→ **EXERCISE INSTRUCTIONS**:
- A) In the talk abstract on relational values and conservation, how are relational values defined?
- B) Pick up the talk abstract on relational values and conservation where it stops, and extend it by a few sentences.

*** SOURCE PASSAGE ***

Bringing in the Unusual Suspects: relational Values in Programs for Sustainability

December 6, 2018

Kai Chan
Institute for Resources, Environment and Sustainability at the University of British Columbia

Conservation has long relied upon a committed core of constituents, especially left-leaning educated white urbanites. Perhaps unsurprisingly, the values espoused by the conservation movement have historically been similarly narrow (intrinsic values associated with wilderness). In this talk, I’ll argue that even the move to embrace instrumental values via ecosystem services appeals more narrowly than often assumed. Relational values—as preferences, principles and virtues about human relationships involving nature—offer a new framing for including people of diverse perspectives and ethnicities. I will put relational values in context, philosophically and socially, present some new findings that suggest that they may appeal to more diverse audiences than typical conservation framings, and propose some new approaches to bring in these unusual suspects for conservation.

*** End of SOURCE PASSAGE ***
*** DATA FOR ANALYSIS ***

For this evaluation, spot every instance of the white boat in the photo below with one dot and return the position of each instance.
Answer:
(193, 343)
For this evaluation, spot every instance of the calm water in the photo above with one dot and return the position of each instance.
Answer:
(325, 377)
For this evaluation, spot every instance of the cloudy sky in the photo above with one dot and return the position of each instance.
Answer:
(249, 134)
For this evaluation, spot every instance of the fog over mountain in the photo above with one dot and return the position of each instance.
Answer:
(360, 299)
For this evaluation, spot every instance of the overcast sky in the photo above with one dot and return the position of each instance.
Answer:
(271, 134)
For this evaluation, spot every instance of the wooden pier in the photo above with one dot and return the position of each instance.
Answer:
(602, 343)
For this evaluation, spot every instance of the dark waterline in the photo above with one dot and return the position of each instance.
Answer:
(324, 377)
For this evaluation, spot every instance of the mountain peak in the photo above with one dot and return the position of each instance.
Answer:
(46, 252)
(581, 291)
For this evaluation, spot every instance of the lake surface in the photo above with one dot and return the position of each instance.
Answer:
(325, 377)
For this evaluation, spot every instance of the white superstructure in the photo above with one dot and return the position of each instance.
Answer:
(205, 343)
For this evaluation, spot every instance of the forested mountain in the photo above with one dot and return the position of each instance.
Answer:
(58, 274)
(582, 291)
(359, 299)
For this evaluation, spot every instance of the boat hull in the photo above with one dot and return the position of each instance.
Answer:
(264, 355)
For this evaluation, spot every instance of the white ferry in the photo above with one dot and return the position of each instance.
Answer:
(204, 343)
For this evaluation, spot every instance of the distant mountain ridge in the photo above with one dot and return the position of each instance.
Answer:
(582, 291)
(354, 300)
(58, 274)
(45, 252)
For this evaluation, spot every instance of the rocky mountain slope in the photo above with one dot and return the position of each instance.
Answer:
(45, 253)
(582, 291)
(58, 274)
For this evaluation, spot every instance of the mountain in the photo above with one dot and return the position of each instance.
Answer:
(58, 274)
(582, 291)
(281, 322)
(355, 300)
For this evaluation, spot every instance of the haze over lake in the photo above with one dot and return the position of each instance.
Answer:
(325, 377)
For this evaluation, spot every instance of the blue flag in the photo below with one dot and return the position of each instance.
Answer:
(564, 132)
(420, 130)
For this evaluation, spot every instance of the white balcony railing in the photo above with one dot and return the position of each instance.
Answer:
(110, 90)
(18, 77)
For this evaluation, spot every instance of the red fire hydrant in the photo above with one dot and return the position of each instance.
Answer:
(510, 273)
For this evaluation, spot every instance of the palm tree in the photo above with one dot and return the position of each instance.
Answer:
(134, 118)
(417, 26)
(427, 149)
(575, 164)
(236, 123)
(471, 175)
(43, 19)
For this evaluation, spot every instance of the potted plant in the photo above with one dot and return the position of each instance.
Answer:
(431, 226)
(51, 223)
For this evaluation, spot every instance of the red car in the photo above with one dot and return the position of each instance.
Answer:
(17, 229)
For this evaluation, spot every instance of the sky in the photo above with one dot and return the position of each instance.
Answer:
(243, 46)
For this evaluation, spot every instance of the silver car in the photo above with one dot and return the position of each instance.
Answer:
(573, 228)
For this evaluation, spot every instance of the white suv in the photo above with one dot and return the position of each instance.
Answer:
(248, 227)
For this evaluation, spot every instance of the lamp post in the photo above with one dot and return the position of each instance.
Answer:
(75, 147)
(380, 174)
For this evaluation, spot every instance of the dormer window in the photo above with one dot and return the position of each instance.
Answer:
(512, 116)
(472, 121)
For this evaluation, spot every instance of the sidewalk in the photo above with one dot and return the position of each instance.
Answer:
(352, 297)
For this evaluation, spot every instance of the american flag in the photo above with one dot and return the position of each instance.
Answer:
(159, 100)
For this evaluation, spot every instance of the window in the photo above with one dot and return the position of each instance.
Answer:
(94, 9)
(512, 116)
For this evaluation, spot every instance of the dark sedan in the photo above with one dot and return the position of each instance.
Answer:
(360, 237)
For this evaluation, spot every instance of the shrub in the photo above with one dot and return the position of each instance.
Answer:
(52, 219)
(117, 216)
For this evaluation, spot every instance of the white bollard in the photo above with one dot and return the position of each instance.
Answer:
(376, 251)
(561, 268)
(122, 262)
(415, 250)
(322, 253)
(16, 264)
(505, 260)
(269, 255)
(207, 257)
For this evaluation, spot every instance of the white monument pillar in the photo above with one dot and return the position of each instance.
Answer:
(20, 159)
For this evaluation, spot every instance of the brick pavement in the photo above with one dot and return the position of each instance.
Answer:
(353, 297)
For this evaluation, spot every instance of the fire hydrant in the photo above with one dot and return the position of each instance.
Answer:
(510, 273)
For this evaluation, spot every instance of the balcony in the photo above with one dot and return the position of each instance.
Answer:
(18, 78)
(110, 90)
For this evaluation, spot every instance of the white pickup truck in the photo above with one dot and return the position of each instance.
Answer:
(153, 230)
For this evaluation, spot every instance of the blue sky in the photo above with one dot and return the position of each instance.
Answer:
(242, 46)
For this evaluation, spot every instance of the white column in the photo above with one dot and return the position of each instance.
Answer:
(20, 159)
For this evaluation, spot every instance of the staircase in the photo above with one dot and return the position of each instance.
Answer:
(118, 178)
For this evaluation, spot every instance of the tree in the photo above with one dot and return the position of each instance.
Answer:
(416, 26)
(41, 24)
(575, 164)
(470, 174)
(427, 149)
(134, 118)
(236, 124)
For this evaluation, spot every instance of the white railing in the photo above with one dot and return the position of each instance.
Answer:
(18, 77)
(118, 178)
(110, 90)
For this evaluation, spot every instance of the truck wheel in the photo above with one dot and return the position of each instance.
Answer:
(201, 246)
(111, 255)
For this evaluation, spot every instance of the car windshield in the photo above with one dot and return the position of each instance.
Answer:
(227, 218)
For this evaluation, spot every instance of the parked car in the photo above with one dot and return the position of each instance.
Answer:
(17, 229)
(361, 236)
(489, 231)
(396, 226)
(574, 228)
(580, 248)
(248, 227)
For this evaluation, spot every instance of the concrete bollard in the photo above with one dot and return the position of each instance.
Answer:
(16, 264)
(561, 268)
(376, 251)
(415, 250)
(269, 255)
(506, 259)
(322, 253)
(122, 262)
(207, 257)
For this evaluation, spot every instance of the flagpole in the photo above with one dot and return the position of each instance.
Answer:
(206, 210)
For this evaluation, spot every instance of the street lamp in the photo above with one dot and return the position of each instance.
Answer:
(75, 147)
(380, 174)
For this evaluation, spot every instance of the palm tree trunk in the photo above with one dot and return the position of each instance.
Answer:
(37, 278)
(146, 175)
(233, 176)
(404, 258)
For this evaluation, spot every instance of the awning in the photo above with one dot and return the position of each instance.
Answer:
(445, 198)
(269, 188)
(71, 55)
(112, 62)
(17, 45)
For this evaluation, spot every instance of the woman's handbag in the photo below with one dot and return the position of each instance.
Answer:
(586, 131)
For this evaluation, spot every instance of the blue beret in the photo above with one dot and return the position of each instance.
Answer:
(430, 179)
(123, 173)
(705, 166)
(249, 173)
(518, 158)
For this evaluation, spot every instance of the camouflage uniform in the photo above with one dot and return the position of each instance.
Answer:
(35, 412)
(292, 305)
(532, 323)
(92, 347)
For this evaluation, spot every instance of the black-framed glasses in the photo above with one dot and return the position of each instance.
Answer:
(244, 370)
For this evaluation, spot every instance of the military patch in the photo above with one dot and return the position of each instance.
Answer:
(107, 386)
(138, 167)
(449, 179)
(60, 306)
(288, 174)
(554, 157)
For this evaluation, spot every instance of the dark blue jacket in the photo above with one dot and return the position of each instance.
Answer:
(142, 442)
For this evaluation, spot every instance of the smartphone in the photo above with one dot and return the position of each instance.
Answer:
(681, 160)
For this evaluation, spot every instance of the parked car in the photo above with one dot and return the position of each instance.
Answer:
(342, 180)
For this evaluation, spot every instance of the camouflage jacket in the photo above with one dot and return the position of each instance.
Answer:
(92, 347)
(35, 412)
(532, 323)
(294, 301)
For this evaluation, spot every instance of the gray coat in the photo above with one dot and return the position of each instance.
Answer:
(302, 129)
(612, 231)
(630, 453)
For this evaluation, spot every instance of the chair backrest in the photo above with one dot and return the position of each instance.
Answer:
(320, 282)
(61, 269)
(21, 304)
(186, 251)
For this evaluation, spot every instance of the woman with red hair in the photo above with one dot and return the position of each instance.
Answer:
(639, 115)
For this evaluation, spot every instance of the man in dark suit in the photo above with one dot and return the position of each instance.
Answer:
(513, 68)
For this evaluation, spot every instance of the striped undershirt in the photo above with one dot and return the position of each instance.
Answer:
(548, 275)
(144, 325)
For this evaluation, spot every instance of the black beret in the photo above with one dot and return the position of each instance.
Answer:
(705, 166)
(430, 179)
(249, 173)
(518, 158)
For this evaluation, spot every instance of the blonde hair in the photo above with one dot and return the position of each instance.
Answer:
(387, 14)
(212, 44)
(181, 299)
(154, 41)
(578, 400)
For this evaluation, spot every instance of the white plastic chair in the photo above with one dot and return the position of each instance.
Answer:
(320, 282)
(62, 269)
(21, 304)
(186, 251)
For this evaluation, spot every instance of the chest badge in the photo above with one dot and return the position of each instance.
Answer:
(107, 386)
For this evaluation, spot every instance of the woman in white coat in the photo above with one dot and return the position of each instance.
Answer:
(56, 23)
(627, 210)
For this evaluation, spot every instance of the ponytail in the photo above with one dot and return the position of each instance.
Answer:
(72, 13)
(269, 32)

*** End of DATA FOR ANALYSIS ***

→ **ANSWERS TO THE PROBLEMS**:
- A) They are preferences, principles and virtues about human relationships involving nature.

- B)
Bio

Before UBC, I was a postdoctoral fellow with Gretchen Daily and Paul Ehrlich at the Center for Conservation Biology (CCB) at Stanford University. My research there had two major components: countryside biogeography (the study of biodiversity in human-dominated landscapes) and conservation planning/finance (the design of conservation tools). I was a Ph.D. student under Simon Levin at Princeton University, where I studied the process of diversification, and collaborated with Brian Moore. I was also a policy fellow, and did ethics research with Peter Singer. In 2012, I was the Fulbright Canada Visiting Research Chair at the University of California, Santa Barbara, hosted at the Bren School of Environmental Science & Management by Steve Gaines and Ben Halpern.